> What is asked: Without the pictures, return each record as it appears.

> Recorded information:
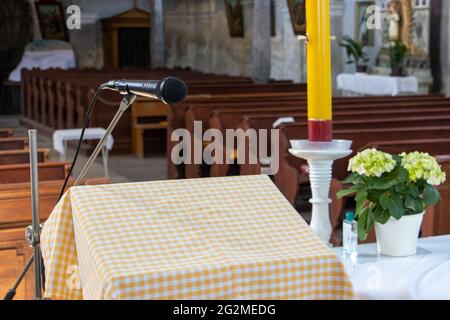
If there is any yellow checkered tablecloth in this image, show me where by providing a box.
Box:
[41,175,354,299]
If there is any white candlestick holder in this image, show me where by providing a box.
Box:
[289,140,352,246]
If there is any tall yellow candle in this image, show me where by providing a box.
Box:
[306,0,332,141]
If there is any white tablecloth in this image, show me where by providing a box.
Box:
[337,73,419,96]
[333,235,450,300]
[8,50,76,81]
[53,128,114,154]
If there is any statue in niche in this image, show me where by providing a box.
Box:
[387,0,402,42]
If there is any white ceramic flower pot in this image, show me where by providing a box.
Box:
[375,213,424,257]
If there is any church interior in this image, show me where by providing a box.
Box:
[0,0,450,300]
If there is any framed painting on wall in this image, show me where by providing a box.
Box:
[355,1,375,47]
[224,0,244,38]
[35,1,69,41]
[287,0,306,36]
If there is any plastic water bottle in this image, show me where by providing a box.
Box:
[342,211,358,258]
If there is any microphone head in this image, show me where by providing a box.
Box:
[156,77,187,104]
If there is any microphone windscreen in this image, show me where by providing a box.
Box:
[159,77,187,104]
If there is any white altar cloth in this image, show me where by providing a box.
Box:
[333,235,450,300]
[337,73,419,96]
[8,50,76,81]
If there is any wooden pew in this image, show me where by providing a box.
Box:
[0,137,28,151]
[131,101,167,158]
[0,148,50,165]
[0,178,110,299]
[211,109,450,176]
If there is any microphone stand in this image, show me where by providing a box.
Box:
[3,94,137,300]
[74,94,137,186]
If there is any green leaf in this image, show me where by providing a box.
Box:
[423,185,440,206]
[408,186,420,198]
[373,174,398,190]
[367,189,384,203]
[372,206,391,224]
[342,173,359,183]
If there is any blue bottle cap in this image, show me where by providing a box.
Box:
[345,211,355,222]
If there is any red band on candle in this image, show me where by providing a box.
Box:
[308,120,333,142]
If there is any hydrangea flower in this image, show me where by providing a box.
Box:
[400,151,446,186]
[348,149,396,177]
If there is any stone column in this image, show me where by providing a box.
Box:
[149,0,166,68]
[252,0,271,83]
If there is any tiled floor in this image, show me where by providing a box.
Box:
[0,115,167,183]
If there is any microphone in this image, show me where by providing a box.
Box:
[102,77,187,104]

> The reply:
If there is any yellow checkered tablecloth in this image, show me where by providing a box.
Box:
[41,175,354,299]
If there is any white candlestick holder in this image, show me where by providing a box.
Box:
[289,140,352,246]
If there is any tall yellow candle in this image, show me where by providing a box.
Box:
[306,0,332,141]
If there is any white tablecloth in this image, show me where by providing a box.
Box:
[337,73,419,96]
[333,235,450,300]
[8,50,76,81]
[53,128,114,154]
If there is any statue in niche in this image, show me where by providing a box.
Box:
[387,0,402,42]
If there is any white ceramic flower pot in this image, show me where by providing a box.
Box:
[375,213,424,257]
If there is any church interior in this image, show me where by providing a box.
Box:
[0,0,450,300]
If there is any framed painting on wall in this image, show me where by providing a box.
Box:
[355,1,375,47]
[224,0,244,38]
[35,1,69,41]
[287,0,306,36]
If there is any plastic water bottle in this image, show me where by providing a box.
Box:
[342,211,358,258]
If there is any microphone head in this image, show me where by providing a box.
Box:
[156,77,187,104]
If there is any microphone windscreen in this image, show me where by providing a box.
Box:
[159,77,187,104]
If there is any white altar cloth in this image, show me where by providing a box.
Box:
[333,235,450,300]
[337,73,419,96]
[8,50,76,81]
If there is any wooden pew in this image, show me where by providing a box.
Box:
[0,137,28,151]
[131,101,167,158]
[0,148,50,165]
[0,178,110,299]
[211,109,450,176]
If there is any microphone stand in this image, show me where by providing a box.
Box:
[3,94,137,300]
[74,94,137,186]
If there is any green leaf in this image, show me where by providing a box.
Box:
[423,185,440,206]
[408,186,420,198]
[373,174,398,190]
[367,189,384,203]
[372,206,391,224]
[342,173,359,183]
If there is any blue bottle cap in this image, show me where by providing a box.
Box:
[345,211,355,222]
If there is any red band on candle in this image, show me where by providing a box.
Box:
[308,120,333,142]
If there is any hydrangea flower in this image, show me where by providing a box.
Box:
[400,151,446,186]
[348,149,396,177]
If there is any stone column in this image, show me where by providing a box.
Box:
[149,0,166,68]
[252,0,271,83]
If there is any tiled floor in this image, show me where by providing a box.
Box:
[0,115,167,183]
If there is any microphone in this image, show me where by providing a box.
Box:
[102,77,187,104]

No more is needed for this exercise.